## GIVEN REQUEST
Reproduce every one of the following records verbatim, line by line, without altering any character.

━━━ RECORD EXCERPTS

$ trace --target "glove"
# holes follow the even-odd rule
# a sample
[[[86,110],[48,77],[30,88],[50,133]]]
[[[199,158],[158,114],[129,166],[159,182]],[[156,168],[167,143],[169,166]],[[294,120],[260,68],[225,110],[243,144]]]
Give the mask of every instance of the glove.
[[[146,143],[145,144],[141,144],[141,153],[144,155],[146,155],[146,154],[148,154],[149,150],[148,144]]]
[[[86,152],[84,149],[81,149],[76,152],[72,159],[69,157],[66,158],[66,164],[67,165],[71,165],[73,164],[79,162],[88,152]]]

━━━━━━

## TASK OUTPUT
$ trace --target "glove"
# holes follow the even-odd rule
# a sample
[[[86,110],[48,77],[30,88],[50,133]]]
[[[199,158],[158,114],[129,166],[159,182]],[[156,168],[167,143],[169,166]],[[294,120],[260,68],[225,110],[243,144]]]
Give the mask of every instance of the glove.
[[[146,143],[145,144],[141,144],[141,153],[144,155],[146,155],[146,154],[148,154],[149,150],[148,144]]]
[[[86,152],[84,149],[81,149],[76,152],[72,159],[69,157],[66,158],[66,164],[67,165],[71,165],[73,164],[79,162],[88,152]]]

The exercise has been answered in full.